▶ [SHORT PROBLEM A]: Quote the passage about the regiment word for word, between "Operations along western" and "continents of world.", inclusive.

▶ [SOURCE]:
Operations along western front 
Regiment has distinguished itself during the operation Rah e Rast and Rah e Nijat in Swat valley.  The Swat operation was led by (then) Major General Muhammad Haroon Aslam, the commander of the (36th Azad Kashmir Regiment) Azad Kashmir Regiment.

International assignments 
Regiment's experience transcends the borders of motherland. Its battalions have served on at least four continents as part of international peace keepers under the UN mandate or training battalions for friendly countries. The International duties include Bosnia, Haiti, DRC (Congo), Liberia, Côte d'Ivoire, Brundi, Sudan and Bahrain. The experience of its all ranks employed on independent duties surpasses the list and includes all continents of world.

Casualties and gallantry awards 
According to sources, the regiment has lost 3000 soldiers, of which 2633 were in the 1947-48 Kashmir War alone. In recognition of this service, the Azad Kashmir Regiment have been bestowed with a full range of National and International gallantry awards.  The Regiment's gallantry awards includes a "Nishan E Haider" awarded to Naik Saif Ali Janjua of 5th/18th Azad Kashmir Regiment in 1948. This award is equivalent of Britain's Victoria cross and United States Medal of Honour. List of gallantry awards is covered in first edition of Regiment's History published by the regimental centre in the 1990s and second edition currently under production.

▶ [SHORT PROBLEM B]: Print the lines of the records between the line holding "task: outline the shadow on concrete" and the end of the records, inclusive, reproducing each one without change.

▶ [Gathered data entries]:

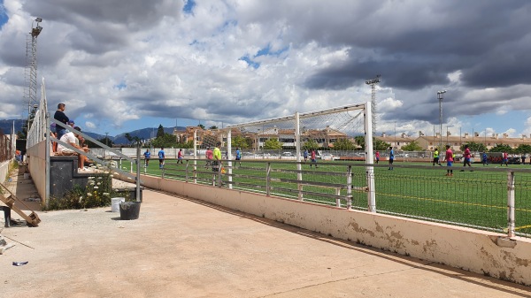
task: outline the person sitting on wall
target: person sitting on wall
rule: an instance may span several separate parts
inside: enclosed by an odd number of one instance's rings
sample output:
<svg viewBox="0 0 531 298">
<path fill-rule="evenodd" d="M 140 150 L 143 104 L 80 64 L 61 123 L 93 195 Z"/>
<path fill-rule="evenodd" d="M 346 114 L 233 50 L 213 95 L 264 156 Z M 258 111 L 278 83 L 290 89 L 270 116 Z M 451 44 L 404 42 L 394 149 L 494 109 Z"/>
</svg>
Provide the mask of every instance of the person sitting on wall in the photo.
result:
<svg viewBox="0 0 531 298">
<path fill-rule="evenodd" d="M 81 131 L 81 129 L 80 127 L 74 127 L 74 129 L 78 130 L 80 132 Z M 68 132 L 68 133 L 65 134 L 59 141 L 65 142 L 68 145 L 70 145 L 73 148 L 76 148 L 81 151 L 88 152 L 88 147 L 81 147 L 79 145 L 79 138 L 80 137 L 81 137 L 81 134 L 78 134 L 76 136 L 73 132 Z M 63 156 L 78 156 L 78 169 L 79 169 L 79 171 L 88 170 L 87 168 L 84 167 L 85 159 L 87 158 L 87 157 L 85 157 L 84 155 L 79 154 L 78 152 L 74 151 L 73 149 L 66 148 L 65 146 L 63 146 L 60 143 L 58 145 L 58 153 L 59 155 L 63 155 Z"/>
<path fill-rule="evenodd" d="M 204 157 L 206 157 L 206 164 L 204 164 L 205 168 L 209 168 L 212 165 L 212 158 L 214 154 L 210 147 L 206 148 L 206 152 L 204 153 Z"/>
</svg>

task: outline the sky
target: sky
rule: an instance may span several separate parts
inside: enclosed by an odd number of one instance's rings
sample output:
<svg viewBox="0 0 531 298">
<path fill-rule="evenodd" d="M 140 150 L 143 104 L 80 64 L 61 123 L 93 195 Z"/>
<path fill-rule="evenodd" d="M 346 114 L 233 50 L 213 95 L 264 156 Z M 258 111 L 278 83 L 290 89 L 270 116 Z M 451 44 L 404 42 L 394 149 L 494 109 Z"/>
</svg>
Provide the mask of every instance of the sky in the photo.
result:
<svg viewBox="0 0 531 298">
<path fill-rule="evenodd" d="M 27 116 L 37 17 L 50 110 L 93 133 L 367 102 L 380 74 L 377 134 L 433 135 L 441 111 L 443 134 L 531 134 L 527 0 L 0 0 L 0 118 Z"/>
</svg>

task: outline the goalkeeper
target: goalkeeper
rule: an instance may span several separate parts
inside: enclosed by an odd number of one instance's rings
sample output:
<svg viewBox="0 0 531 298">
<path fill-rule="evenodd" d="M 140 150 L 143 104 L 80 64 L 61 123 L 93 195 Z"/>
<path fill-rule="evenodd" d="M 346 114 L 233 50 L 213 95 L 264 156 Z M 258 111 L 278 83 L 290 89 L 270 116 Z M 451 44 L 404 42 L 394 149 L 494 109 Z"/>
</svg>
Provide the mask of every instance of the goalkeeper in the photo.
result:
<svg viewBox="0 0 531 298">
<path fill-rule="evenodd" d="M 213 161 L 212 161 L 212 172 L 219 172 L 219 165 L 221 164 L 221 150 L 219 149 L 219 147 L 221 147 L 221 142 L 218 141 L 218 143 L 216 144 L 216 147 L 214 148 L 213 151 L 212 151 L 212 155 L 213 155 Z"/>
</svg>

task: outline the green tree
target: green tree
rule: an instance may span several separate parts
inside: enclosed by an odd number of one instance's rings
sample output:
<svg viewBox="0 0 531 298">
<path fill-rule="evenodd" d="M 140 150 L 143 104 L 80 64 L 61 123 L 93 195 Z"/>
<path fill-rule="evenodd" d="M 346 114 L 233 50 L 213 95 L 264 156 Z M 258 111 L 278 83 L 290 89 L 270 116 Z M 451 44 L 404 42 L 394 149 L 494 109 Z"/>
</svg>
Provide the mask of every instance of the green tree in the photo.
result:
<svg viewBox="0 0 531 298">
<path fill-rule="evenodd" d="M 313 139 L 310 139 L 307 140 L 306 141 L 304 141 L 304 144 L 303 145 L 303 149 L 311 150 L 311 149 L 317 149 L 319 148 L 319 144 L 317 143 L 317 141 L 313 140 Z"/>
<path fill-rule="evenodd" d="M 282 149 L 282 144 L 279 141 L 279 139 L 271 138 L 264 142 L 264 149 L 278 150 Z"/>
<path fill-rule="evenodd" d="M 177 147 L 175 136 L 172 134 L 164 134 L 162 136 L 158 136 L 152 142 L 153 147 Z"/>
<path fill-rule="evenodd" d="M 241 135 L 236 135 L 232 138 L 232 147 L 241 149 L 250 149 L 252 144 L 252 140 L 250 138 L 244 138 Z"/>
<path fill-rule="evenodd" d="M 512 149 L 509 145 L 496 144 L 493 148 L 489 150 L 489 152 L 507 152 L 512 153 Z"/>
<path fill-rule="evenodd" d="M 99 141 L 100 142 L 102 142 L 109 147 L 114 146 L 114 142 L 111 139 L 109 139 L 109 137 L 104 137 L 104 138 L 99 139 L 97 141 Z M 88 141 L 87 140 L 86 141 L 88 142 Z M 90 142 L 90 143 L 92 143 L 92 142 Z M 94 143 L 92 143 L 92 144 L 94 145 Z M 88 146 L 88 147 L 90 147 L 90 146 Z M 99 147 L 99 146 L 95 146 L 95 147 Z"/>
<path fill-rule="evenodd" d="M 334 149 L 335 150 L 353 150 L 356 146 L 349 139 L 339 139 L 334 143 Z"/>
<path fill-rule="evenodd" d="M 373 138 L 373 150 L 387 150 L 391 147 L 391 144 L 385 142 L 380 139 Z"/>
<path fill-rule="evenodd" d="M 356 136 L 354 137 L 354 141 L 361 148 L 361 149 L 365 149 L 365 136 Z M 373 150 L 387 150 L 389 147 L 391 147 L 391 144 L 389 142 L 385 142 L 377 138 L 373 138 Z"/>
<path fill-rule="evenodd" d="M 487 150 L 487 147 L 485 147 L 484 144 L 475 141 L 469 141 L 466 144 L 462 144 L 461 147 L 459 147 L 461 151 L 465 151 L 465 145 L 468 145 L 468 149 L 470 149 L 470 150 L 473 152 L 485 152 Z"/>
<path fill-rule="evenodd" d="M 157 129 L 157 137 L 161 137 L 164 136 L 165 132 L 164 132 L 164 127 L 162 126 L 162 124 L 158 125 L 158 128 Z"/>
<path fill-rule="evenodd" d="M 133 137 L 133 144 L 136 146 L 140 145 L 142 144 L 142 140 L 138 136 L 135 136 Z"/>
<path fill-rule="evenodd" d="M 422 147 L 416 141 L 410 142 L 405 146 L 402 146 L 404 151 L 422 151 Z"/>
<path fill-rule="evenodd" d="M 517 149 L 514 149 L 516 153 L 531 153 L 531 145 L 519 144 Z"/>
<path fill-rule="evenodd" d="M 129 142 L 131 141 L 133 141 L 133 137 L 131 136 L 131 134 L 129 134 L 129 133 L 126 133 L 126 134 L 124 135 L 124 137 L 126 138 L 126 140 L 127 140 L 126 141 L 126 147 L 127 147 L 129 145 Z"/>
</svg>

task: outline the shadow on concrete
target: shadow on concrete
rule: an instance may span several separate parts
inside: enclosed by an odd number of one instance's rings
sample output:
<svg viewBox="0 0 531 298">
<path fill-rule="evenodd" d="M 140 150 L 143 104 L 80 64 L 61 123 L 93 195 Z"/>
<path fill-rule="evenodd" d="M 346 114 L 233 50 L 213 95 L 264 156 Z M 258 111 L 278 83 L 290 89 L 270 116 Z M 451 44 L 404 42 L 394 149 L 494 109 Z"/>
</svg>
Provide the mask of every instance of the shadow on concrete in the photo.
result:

▶ [WRITTEN SOLUTION A]:
Operations along western front 
Regiment has distinguished itself during the operation Rah e Rast and Rah e Nijat in Swat valley.  The Swat operation was led by (then) Major General Muhammad Haroon Aslam, the commander of the (36th Azad Kashmir Regiment) Azad Kashmir Regiment.

International assignments 
Regiment's experience transcends the borders of motherland. Its battalions have served on at least four continents as part of international peace keepers under the UN mandate or training battalions for friendly countries. The International duties include Bosnia, Haiti, DRC (Congo), Liberia, Côte d'Ivoire, Brundi, Sudan and Bahrain. The experience of its all ranks employed on independent duties surpasses the list and includes all continents of world.

▶ [WRITTEN SOLUTION B]:
task: outline the shadow on concrete
target: shadow on concrete
rule: an instance may span several separate parts
inside: enclosed by an odd number of one instance's rings
sample output:
<svg viewBox="0 0 531 298">
<path fill-rule="evenodd" d="M 140 150 L 143 104 L 80 64 L 61 123 L 93 195 Z"/>
<path fill-rule="evenodd" d="M 346 114 L 233 50 L 213 95 L 264 156 Z M 258 111 L 278 83 L 290 89 L 270 116 Z M 451 44 L 404 42 L 394 149 L 494 109 Z"/>
</svg>
Provide the mask of every instance of the shadow on concrete in the photo.
result:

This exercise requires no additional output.